Selection:

#####

2018-04-30 13:42:58 -05:00
Matthew Ahrens a1d477c24c OpenZFS 7614, 9064 - zfs device evacuation/removal
OpenZFS 7614 - zfs device evacuation/removal
OpenZFS 9064 - remove_mirror should wait for device removal to complete

This project allows top-level vdevs to be removed from the storage pool
with "zpool remove", reducing the total amount of storage in the pool.
This operation copies all allocated regions of the device to be removed
onto other devices, recording the mapping from old to new location.
After the removal is complete, read and free operations to the removed
(now "indirect") vdev must be remapped and performed at the new location
on disk.  The indirect mapping table is kept in memory whenever the pool
is loaded, so there is minimal performance overhead when doing operations
on the indirect vdev.

The size of the in-memory mapping table will be reduced when its entries
become "obsolete" because they are no longer used by any block pointers
in the pool.  An entry becomes obsolete when all the blocks that use
it are freed.  An entry can also become obsolete when all the snapshots
that reference it are deleted, and the block pointers that reference it
have been "remapped" in all filesystems/zvols (and clones).  Whenever an
indirect block is written, all the block pointers in it will be "remapped"

#####

Goal 1: Summarize the device removal text in two sentences.
Goal 2: Rewrite the part of the device removal text between "2018-04-30 13:42:58 -05:00" and "to new location.", inclusive, changing "top-level vdevs" to "top-level devices".

#####

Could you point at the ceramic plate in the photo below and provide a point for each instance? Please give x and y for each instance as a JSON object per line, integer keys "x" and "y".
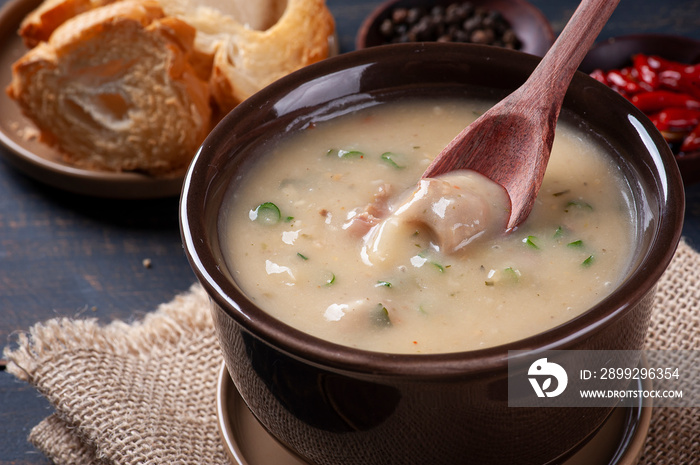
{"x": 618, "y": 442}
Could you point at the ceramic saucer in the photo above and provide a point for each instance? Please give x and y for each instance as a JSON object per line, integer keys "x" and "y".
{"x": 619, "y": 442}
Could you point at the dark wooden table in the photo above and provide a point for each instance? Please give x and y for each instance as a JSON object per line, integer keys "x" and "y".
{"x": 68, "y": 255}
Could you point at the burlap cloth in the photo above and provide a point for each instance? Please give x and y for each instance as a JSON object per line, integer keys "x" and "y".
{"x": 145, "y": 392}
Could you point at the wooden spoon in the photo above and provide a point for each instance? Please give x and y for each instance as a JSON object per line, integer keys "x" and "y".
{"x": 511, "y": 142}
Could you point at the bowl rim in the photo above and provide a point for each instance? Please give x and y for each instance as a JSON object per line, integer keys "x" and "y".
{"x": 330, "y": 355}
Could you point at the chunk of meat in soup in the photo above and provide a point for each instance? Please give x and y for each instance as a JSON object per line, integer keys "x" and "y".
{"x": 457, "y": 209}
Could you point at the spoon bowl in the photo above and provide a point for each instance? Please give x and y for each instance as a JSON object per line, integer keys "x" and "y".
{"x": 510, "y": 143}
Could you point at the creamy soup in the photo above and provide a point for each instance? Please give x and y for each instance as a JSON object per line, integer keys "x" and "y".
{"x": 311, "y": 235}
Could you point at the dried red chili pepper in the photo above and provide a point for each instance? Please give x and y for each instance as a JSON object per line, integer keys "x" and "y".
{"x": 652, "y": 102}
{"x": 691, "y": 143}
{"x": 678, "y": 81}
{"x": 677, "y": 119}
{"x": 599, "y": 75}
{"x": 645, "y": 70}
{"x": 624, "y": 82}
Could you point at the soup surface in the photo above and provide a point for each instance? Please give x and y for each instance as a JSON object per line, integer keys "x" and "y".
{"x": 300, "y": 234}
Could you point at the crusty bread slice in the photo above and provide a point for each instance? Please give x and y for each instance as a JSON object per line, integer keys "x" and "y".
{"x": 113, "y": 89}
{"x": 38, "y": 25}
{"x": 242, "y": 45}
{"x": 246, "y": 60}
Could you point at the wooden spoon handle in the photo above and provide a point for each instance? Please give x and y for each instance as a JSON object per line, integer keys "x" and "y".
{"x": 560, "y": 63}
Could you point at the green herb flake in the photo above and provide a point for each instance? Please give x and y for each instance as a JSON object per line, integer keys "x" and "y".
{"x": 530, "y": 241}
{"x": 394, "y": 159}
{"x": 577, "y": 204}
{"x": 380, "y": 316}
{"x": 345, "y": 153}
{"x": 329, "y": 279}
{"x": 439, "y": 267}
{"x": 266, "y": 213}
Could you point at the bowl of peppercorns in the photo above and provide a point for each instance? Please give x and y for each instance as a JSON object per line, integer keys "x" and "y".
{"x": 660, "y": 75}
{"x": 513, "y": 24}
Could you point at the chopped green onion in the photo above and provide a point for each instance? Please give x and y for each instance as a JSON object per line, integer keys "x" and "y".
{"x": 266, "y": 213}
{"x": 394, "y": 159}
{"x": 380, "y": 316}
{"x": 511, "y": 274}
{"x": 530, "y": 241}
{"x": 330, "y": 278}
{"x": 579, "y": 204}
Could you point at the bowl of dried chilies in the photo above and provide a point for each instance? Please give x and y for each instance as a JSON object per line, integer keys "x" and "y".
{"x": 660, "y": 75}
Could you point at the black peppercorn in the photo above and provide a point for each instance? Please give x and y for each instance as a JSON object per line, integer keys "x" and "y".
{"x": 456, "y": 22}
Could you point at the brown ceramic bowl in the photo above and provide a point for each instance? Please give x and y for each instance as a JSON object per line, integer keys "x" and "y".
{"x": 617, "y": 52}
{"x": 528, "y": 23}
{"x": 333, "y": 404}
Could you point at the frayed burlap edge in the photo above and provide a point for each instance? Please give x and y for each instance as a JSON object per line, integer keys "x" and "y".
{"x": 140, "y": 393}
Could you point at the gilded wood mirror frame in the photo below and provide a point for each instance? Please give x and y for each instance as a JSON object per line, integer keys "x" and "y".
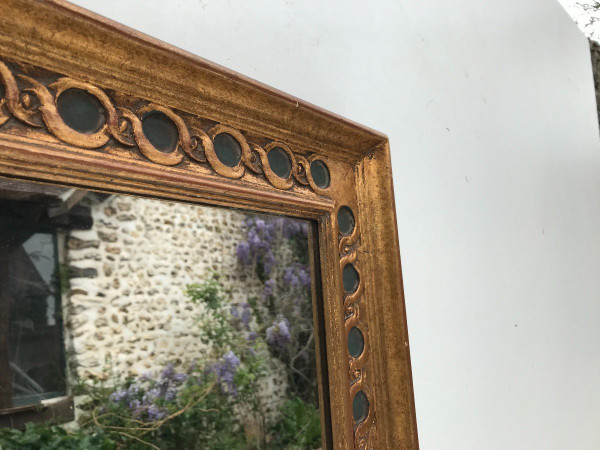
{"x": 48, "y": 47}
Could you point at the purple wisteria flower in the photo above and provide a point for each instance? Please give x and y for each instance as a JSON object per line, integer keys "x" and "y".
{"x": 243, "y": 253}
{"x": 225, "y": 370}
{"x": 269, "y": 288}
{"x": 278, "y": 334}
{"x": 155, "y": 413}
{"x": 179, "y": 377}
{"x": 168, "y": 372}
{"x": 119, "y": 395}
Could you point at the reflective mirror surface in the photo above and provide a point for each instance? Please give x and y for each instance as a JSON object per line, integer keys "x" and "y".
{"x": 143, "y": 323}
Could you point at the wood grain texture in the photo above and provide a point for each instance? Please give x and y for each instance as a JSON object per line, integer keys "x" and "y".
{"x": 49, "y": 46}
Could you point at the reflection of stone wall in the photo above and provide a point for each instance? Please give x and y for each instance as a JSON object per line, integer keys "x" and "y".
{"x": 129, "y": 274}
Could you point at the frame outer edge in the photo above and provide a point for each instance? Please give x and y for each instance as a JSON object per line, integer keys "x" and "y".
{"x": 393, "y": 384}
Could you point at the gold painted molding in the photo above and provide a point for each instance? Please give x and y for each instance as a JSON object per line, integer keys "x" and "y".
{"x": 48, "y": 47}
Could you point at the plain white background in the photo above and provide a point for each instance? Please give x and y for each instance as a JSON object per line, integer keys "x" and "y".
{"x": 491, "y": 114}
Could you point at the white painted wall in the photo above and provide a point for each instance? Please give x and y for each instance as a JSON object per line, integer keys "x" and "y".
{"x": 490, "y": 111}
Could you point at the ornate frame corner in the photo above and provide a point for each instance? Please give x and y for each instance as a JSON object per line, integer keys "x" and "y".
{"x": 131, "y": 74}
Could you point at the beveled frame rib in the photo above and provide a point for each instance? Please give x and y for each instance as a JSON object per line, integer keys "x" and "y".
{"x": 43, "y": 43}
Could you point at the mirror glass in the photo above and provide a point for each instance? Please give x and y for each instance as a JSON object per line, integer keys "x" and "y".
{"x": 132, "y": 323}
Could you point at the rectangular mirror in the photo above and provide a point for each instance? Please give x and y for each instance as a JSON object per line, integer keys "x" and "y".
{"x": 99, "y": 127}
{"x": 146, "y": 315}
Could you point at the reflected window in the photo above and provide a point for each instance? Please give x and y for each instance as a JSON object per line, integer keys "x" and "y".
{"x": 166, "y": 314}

#####

Full answer 1: The project lets top-level vdevs be removed from a storage pool with "zpool remove" by copying all allocated regions of the device onto other devices and recording the mapping from old to new location. Reads and frees to the removed, now "indirect," vdev are then remapped through a mapping table kept in memory while the pool is loaded, and that table shrinks as its entries become obsolete because no block pointers in the pool use them anymore.

Full answer 2:
2018-04-30 13:42:58 -05:00
Matthew Ahrens a1d477c24c OpenZFS 7614, 9064 - zfs device evacuation/removal
OpenZFS 7614 - zfs device evacuation/removal
OpenZFS 9064 - remove_mirror should wait for device removal to complete

This project allows top-level devices to be removed from the storage pool
with "zpool remove", reducing the total amount of storage in the pool.
This operation copies all allocated regions of the device to be removed
onto other devices, recording the mapping from old to new location.